▶ **Dataset excerpts**:
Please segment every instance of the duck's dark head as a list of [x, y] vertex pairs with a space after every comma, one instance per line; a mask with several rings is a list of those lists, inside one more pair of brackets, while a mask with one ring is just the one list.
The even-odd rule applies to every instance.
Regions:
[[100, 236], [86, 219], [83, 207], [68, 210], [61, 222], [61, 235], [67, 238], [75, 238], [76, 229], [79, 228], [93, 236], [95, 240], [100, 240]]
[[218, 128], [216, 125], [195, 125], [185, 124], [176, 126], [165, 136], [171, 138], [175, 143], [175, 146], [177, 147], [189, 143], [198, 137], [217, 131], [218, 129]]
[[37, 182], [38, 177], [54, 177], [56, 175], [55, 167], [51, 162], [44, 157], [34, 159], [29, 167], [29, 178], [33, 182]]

--

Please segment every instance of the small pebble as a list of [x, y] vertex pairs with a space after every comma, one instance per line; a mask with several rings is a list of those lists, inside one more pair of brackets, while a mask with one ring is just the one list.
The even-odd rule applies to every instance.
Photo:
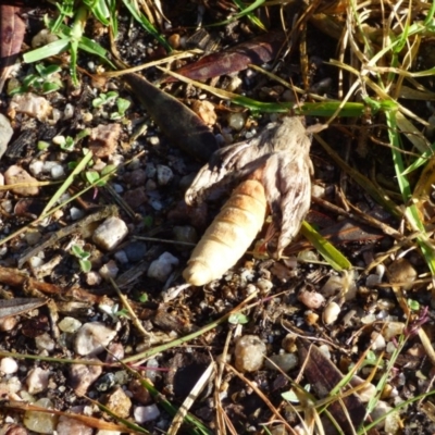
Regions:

▶ **Problem description**:
Express the data from the line containing "Please segment every instance of the duck's" through the line containing "178], [33, 182]]", both included, as a JSON list of strings with one string per line and any blank lines left out.

▶ **Right answer**:
[
  "Please segment every instance of the duck's dark head as a list of [x, y] vertex pairs with a space after every comma, one instance per line; a mask with several rings is a list of those lists, inside one more pair of brackets, while a mask with one ring is just the one list.",
  "The even-odd rule applies to every instance.",
  "Regions:",
  "[[100, 236], [86, 219], [83, 207], [68, 210], [61, 222], [61, 235], [67, 238], [75, 238], [76, 229], [79, 228], [93, 236], [95, 240], [100, 240]]",
  "[[218, 128], [216, 125], [195, 125], [185, 124], [176, 126], [165, 136], [171, 138], [175, 143], [175, 146], [177, 147], [189, 143], [198, 137], [217, 131], [218, 129]]",
  "[[37, 182], [38, 177], [54, 177], [56, 175], [55, 167], [51, 162], [44, 157], [34, 159], [29, 167], [29, 178], [33, 182]]"
]